__GOAL__:
List every line of the data below that contains the string "dress", copying each line in full. Treat the match as case-sensitive.

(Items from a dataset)
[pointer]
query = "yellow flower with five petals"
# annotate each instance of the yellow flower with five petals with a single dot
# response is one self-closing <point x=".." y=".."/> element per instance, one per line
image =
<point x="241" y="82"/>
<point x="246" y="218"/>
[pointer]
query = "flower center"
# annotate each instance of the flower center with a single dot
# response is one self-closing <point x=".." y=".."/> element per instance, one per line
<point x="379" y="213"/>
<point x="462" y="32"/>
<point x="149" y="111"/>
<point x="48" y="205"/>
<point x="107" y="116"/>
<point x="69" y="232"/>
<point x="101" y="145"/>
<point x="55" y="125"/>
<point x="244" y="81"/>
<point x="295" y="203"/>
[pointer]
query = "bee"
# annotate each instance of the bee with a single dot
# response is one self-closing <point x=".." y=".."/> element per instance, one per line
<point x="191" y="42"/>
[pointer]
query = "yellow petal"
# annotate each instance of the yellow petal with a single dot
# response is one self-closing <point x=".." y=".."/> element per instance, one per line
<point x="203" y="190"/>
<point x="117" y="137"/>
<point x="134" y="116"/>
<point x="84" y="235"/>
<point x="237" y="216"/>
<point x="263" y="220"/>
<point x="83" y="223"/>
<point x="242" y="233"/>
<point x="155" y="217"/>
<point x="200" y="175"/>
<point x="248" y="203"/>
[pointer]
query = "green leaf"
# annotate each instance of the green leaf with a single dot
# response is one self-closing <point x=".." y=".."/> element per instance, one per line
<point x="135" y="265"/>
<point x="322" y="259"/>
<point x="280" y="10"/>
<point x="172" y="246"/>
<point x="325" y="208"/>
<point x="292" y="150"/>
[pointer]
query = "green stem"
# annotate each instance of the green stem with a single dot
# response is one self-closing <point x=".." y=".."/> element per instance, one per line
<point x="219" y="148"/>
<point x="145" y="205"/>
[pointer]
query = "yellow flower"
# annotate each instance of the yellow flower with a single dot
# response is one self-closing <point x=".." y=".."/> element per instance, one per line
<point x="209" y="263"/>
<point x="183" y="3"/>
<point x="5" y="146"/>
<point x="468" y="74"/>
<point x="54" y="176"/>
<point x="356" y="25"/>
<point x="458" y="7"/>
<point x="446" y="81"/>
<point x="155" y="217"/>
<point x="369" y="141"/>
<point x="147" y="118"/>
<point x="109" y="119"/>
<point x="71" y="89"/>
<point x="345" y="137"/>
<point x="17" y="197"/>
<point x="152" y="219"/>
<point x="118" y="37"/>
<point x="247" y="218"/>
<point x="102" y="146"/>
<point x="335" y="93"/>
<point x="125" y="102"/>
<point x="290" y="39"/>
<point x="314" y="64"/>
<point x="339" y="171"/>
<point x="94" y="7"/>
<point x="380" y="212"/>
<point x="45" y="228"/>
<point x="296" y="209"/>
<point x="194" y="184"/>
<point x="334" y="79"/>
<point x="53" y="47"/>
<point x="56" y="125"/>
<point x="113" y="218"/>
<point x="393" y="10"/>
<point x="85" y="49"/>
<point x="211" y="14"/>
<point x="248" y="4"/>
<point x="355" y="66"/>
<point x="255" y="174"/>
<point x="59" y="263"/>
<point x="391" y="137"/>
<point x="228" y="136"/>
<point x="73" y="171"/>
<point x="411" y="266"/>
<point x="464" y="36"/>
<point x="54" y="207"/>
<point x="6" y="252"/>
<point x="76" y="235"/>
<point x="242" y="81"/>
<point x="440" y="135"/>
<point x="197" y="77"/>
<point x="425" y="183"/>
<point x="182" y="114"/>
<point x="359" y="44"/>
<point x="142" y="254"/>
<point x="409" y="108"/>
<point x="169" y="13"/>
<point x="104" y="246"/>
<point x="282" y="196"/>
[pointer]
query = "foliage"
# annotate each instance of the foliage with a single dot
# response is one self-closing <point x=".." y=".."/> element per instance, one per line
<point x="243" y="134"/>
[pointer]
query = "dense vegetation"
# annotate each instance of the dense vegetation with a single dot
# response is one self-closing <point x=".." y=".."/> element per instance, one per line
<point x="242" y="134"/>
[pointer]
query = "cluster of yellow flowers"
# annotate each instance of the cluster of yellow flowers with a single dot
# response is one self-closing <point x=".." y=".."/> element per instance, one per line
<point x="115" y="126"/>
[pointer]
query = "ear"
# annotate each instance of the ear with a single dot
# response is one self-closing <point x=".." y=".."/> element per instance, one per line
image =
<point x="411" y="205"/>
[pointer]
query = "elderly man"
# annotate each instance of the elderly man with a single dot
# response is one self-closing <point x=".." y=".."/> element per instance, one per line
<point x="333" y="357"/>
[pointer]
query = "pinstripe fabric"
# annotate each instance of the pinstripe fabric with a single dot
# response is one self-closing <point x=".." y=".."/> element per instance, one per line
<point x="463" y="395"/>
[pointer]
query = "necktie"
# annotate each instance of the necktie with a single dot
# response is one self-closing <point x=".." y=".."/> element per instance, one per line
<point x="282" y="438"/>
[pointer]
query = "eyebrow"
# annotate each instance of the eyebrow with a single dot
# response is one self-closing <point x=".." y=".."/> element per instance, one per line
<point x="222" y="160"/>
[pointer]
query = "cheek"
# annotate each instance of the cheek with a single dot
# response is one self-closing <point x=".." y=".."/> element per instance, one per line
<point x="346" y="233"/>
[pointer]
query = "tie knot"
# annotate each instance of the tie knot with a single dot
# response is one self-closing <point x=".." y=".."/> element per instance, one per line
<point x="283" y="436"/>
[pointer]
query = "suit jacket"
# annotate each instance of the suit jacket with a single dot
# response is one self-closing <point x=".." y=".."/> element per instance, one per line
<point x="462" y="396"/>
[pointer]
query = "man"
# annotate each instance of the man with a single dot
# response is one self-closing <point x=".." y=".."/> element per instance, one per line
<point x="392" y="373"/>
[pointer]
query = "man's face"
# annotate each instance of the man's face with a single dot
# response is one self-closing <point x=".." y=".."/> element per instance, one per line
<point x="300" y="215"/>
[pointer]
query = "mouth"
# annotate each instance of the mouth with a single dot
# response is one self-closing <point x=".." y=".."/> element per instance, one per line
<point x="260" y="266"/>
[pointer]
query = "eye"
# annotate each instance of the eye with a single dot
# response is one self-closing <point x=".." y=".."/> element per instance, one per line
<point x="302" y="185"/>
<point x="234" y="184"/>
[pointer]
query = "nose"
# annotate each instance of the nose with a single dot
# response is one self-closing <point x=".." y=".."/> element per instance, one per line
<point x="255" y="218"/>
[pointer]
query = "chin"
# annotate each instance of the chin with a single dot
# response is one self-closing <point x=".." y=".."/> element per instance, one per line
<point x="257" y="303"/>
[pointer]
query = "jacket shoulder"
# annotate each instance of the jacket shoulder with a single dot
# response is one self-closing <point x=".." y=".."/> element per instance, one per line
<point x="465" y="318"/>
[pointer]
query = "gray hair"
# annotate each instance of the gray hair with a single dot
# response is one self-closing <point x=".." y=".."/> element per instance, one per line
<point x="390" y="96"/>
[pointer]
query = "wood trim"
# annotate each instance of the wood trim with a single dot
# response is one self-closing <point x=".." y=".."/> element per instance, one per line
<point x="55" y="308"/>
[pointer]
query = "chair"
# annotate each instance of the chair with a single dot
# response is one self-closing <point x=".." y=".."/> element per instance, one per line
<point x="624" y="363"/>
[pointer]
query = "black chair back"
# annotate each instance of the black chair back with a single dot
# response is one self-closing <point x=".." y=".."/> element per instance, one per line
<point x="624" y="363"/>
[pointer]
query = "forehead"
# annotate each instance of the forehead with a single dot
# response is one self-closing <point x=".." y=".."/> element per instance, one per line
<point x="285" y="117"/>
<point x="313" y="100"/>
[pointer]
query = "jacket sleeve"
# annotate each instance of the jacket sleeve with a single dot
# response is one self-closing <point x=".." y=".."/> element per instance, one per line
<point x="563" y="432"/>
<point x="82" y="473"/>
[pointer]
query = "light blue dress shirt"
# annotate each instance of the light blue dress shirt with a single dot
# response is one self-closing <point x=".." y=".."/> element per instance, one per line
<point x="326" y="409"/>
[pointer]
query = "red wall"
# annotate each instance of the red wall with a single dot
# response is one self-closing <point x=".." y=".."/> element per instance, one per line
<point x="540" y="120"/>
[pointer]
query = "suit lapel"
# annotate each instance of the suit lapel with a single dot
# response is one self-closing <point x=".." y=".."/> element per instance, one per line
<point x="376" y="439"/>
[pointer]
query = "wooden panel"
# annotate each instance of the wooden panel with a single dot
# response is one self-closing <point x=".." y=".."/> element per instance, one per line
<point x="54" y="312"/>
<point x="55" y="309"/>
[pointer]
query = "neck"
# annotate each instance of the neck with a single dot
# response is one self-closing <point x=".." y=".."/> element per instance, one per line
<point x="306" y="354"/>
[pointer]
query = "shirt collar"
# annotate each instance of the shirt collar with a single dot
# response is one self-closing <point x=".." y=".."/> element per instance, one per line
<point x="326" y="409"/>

__REPLY__:
query = "light blue dress shirt"
# annotate each instance of the light blue dress shirt with a single dot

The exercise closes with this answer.